> Dataset records:
+ + + +
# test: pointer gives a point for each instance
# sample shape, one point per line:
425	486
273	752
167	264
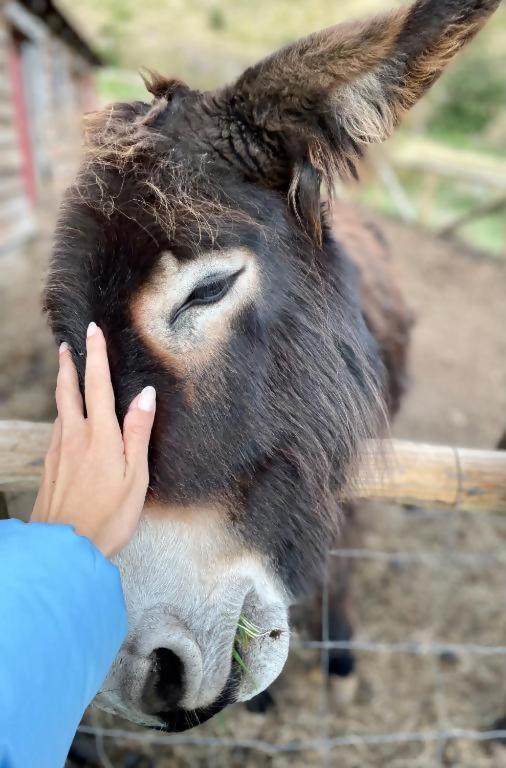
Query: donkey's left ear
+ + + +
> PROMPT: Go through the data and copy every line that includes "point".

> SOLUTION:
# test: pointer gives a point for each instance
# sample shape, one point per line:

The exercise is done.